- A.M. (hon.) 1780
- Professor of Greek and Latin languages 1768-1779 and 1782-1806
- Third rector of the Academy 1780-1791
James Davidson was born in Newtown-Steward, Ireland in 1732. He was educated at the University of Glasgow and ordained to the ministry of the Presbyterian Church at an early age. After immigrating to Delaware in 1763 or 1764, Davidson was appointed principal of Newark Academy in Delaware, and pastor of two churches in that neighborhood. Davidson exhibited such evidence of his familiarity with the learned languages and of his abilities as a teacher in the superintendence of this academy that, on the death of John Beveridge, he was thought qualified to take his place at the College of Philadelphia.
On March 8, 1778, Davidson was formally offered the professorship of humanity, and moved to Philadelphia to take the position. He remained there until the city was captured in 1778, at which time he fled with his family to Chester County. Upon the invitation of some of his former pupils, Davidson moved to Charleston, South Carolina to take charge of a large school. The taking of Charleston by the British in 1780 again forced him to leave, and after a short period, Davidson returned to Philadelphia.
There he accepted the offer of the professorship of languages at the newly established University of the State of Pennsylvania, as the College of Philadelphia was renamed in its new charter from the new state government. Later in the 1780s, after the old Board of Trustees of the College of Philadelphia was successful in obtaining its own state charter and regaining control of the old Academy buildings, Davison resumed his professorship in that institution. After the University and College were united in 1791, Davidson was elected professor of languages in the resulting University of Pennsylvania. He received an honorary master’s degree in 1780, and served as the third rector of the Academy from 1780 to 1791.
At the University, Davidson was known as a great reader who was accustomed to making notes in the margins of his books. His peers described him as “an honest man, a true friend of the Country, and a respectable citizen.” Since Davidson’s talents continued to be held in such high estimation, care was taken by the University to secure his services in each successive change of the institution. When Davidson was forced to resign in 1806 due to old age, the trustees, “in consideration of his long and faithful services,” provided him with an annuity of two hundred and fifty pounds per year and the use of a house for the remainder of his life.
Davidson became a member of the American Philosophical Society in 1768. At one time, he preached in the First Presbyterian Church of Philadelphia, which he later left on account of some affront and joined the Protestant Episcopal Church. Davidson was an excellent linguist and published a Latin Grammar which was extensively used in the schools of Philadelphia for many years. Davidson died in Philadelphia in June of 1809, and was buried in the grounds of St. Peter’s Protestant Episcopal Church.
Davidson was married to Margaret Linn, the daughter of a prosperous maltster of Cooktown, Ireland, with whom he had seven children. Davidson’s grandson, Robert Baldwin Davidson, who graduated from the University in 1826, was for a long time the “oldest living graduate.” Robert Baldwin described his grandfather as “a man of good talent, an excellent linguist, warm in his temper, fond of metaphysical descriptions, and very fond of medical quackery particularly in using it upon himself.”

## TASKS TO PERFORM
- A) Name every person in the James Davidson biography other than Davidson himself.
- B) Please translate this sentence from the James Davidson biography into Spanish: "Davidson became a member of the American Philosophical Society in 1768."

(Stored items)
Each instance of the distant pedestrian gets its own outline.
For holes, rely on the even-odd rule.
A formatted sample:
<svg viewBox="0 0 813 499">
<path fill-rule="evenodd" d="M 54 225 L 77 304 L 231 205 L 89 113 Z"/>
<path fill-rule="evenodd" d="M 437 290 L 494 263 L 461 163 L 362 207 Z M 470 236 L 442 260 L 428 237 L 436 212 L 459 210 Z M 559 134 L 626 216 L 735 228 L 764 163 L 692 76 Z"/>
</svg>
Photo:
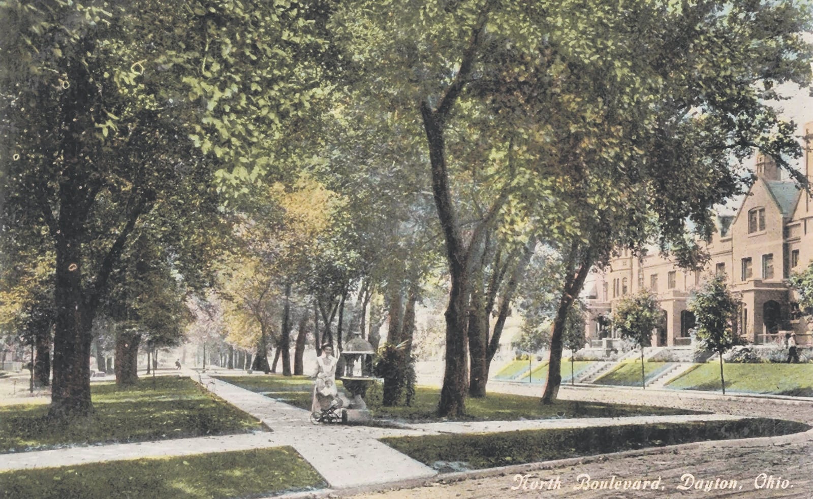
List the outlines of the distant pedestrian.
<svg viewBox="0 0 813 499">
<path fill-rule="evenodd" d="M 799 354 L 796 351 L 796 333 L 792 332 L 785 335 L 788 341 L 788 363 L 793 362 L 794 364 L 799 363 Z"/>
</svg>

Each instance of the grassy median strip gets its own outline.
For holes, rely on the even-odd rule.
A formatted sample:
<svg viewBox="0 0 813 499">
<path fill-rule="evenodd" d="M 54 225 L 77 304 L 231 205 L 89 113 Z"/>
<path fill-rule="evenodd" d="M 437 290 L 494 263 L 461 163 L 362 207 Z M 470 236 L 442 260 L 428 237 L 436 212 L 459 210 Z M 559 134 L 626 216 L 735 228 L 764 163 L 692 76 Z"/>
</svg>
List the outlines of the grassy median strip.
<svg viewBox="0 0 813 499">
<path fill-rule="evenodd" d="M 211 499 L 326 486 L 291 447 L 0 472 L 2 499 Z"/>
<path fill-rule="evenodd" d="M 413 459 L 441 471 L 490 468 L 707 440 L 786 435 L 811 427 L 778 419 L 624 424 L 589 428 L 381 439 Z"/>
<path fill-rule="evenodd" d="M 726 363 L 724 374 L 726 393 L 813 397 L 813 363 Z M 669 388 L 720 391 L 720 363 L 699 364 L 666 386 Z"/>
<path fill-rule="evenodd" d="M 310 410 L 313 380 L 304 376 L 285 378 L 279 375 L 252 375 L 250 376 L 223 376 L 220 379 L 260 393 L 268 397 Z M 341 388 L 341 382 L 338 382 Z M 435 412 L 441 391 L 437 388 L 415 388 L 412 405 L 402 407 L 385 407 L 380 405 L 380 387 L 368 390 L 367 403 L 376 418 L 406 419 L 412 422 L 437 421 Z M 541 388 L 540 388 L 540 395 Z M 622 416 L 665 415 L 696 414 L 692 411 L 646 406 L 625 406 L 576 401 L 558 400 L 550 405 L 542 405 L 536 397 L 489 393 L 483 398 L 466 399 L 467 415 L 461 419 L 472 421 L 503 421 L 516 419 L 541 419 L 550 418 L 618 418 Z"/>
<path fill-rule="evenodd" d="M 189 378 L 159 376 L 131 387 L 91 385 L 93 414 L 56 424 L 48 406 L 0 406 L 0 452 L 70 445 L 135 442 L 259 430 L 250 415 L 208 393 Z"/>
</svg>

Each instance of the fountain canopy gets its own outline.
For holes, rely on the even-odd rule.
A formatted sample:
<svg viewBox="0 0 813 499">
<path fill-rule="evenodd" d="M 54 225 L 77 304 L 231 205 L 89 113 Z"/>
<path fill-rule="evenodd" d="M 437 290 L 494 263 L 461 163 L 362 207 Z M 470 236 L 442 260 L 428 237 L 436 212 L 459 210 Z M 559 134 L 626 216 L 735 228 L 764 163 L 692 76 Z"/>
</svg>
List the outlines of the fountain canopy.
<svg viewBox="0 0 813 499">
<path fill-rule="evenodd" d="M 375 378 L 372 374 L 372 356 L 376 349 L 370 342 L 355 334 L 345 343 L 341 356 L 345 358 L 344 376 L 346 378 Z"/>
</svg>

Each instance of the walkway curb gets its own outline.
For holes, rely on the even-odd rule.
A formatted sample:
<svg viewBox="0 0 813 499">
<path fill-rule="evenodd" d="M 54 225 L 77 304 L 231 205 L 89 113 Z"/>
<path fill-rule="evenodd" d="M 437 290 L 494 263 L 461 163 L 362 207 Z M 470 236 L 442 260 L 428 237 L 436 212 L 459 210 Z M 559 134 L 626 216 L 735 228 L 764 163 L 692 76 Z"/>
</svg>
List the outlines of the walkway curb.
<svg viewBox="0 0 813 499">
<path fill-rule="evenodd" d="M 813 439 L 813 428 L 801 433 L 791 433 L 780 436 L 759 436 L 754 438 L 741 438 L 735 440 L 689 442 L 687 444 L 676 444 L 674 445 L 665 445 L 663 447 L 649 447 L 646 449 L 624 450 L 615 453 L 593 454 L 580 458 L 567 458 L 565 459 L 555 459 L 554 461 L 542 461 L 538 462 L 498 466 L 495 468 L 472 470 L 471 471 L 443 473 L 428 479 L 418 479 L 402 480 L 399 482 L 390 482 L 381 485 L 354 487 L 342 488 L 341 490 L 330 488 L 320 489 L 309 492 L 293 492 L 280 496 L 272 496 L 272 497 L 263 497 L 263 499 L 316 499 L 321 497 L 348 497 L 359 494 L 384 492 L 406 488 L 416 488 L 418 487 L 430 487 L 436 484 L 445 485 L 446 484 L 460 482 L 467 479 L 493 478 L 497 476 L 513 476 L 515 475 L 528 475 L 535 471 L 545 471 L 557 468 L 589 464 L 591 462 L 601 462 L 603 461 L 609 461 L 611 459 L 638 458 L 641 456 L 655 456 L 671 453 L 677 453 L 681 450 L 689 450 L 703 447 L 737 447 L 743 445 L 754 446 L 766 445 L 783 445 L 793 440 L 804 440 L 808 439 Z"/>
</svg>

## SOLUTIONS TO THE TASKS
- A)
John Beveridge
Margaret Linn
Robert Baldwin Davidson

- B) Davidson ingresó en la American Philosophical Society en 1768.